> **Written request**: In the records below, lay out everything from the line with "QA review pass — verify and re-annotate all instances of locs" down to the line with "226, 153, 265]]" as a Markdown table with the columns Row and Line. Number each line and skip any blank ones.

> **Exercise input**:
***
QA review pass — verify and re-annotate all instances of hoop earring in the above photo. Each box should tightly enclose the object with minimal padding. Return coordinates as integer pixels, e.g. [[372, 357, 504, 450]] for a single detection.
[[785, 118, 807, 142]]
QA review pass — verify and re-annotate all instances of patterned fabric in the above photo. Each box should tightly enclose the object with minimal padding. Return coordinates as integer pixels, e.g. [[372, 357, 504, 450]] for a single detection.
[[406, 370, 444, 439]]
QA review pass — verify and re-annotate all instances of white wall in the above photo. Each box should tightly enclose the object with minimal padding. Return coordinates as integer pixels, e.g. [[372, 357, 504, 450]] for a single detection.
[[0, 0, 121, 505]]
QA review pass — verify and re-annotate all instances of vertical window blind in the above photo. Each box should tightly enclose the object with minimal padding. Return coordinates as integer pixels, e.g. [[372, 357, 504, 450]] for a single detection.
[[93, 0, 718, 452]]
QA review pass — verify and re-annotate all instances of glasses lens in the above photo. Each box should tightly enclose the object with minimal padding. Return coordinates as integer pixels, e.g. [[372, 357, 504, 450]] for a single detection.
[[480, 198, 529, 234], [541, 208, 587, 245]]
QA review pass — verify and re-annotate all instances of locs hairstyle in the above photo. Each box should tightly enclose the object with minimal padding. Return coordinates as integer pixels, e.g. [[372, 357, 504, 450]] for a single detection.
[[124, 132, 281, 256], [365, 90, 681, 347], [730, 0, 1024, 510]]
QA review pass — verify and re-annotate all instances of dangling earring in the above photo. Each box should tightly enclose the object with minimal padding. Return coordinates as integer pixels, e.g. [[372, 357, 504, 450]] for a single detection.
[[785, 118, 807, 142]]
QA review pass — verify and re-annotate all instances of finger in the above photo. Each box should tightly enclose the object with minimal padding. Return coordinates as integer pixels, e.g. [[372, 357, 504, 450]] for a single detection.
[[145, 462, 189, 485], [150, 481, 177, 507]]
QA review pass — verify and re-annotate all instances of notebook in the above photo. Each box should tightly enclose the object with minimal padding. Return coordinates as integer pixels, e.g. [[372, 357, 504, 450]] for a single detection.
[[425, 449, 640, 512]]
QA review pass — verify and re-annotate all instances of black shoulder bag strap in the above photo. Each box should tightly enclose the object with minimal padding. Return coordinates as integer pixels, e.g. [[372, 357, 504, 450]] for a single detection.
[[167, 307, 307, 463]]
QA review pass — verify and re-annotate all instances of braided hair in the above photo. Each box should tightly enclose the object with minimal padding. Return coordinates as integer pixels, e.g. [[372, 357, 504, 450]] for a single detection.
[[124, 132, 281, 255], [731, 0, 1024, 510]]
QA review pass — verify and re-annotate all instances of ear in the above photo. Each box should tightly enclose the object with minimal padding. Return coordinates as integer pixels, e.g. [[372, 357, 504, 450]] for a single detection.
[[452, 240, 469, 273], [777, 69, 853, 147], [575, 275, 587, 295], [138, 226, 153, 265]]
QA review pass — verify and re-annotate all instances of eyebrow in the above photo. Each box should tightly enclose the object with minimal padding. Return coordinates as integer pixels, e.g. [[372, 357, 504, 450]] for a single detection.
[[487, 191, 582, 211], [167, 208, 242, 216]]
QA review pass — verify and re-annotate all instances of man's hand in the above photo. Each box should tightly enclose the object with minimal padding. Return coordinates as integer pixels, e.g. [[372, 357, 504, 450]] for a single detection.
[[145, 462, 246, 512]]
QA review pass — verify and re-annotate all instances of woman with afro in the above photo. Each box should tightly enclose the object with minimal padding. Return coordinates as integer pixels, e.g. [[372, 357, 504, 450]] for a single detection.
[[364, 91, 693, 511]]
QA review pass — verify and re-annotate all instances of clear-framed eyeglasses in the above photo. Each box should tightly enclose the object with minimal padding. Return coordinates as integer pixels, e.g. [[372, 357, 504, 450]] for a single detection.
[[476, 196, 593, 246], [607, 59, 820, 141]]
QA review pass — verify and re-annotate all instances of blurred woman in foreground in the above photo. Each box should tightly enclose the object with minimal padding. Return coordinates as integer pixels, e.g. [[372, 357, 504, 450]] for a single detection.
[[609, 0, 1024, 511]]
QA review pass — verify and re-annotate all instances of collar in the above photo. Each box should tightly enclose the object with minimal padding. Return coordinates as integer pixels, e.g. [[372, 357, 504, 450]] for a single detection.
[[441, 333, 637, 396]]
***
> **Final result**:
| Row | Line |
|---|---|
| 1 | QA review pass — verify and re-annotate all instances of locs hairstyle in the above photo. Each box should tightly enclose the object with minimal padding. Return coordinates as integer pixels, e.g. [[372, 357, 504, 450]] for a single detection. |
| 2 | [[124, 132, 281, 256], [365, 90, 681, 347], [730, 0, 1024, 510]] |
| 3 | QA review pass — verify and re-annotate all instances of dangling earring in the above photo. Each box should tightly enclose the object with minimal padding. Return coordinates as integer pixels, e.g. [[372, 357, 504, 450]] for a single detection. |
| 4 | [[785, 118, 807, 142]] |
| 5 | QA review pass — verify and re-annotate all instances of finger in the above photo. Each box should tightly enclose the object with minimal padding. Return coordinates as integer pixels, e.g. [[372, 357, 504, 450]] for a single detection. |
| 6 | [[145, 462, 189, 485], [150, 481, 177, 507]] |
| 7 | QA review pass — verify and re-annotate all instances of notebook in the above photo. Each box should tightly enclose the object with minimal padding. Return coordinates as integer pixels, e.g. [[372, 357, 504, 450]] for a single detection. |
| 8 | [[425, 449, 640, 512]] |
| 9 | QA review pass — verify and re-annotate all instances of black shoulder bag strap in the above photo. Each box should tightly enclose the object with minimal padding. Return coordinates as integer pixels, e.g. [[372, 357, 504, 450]] for a single detection. |
| 10 | [[167, 307, 307, 463]] |
| 11 | QA review pass — verify and re-annotate all instances of braided hair in the above photo. Each box should tightly enclose the object with minimal padding. Return coordinates as integer pixels, e.g. [[372, 357, 504, 450]] for a single detection. |
| 12 | [[124, 132, 281, 255], [731, 0, 1024, 510]] |
| 13 | QA review pass — verify and re-annotate all instances of ear in the above photo. Each box should tightly enclose the object with minimal padding. Return coordinates as integer pixels, e.g. [[372, 357, 504, 450]] for a single detection. |
| 14 | [[452, 240, 469, 273], [777, 69, 853, 147], [575, 275, 587, 295], [138, 226, 153, 265]] |